Work order
What you print should match the entries exactly, only without the pictures.

>>>>>

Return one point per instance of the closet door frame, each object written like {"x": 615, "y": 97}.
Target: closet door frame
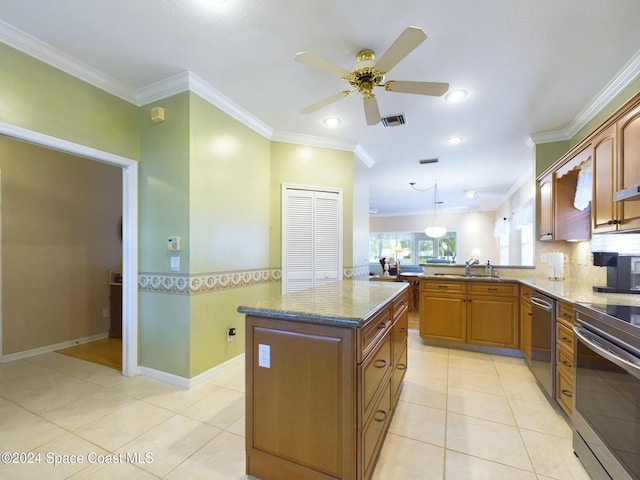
{"x": 294, "y": 255}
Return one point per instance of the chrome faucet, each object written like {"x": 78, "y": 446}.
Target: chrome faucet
{"x": 470, "y": 263}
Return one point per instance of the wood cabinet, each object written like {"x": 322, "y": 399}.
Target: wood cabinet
{"x": 525, "y": 322}
{"x": 603, "y": 209}
{"x": 559, "y": 219}
{"x": 565, "y": 347}
{"x": 321, "y": 406}
{"x": 545, "y": 199}
{"x": 628, "y": 135}
{"x": 616, "y": 166}
{"x": 475, "y": 312}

<<<<<

Response
Return one point per instance of the closet door frame, each object written like {"x": 615, "y": 97}.
Target: closet door frame
{"x": 294, "y": 255}
Return one point per instance of the chrome faucet, each object written like {"x": 78, "y": 446}.
Target: chrome faucet
{"x": 470, "y": 263}
Return one point per instance of the wood cabinet, each object written like {"x": 322, "y": 399}.
Target: wood cabinet
{"x": 525, "y": 322}
{"x": 603, "y": 209}
{"x": 559, "y": 219}
{"x": 565, "y": 347}
{"x": 321, "y": 406}
{"x": 545, "y": 199}
{"x": 628, "y": 135}
{"x": 616, "y": 166}
{"x": 475, "y": 312}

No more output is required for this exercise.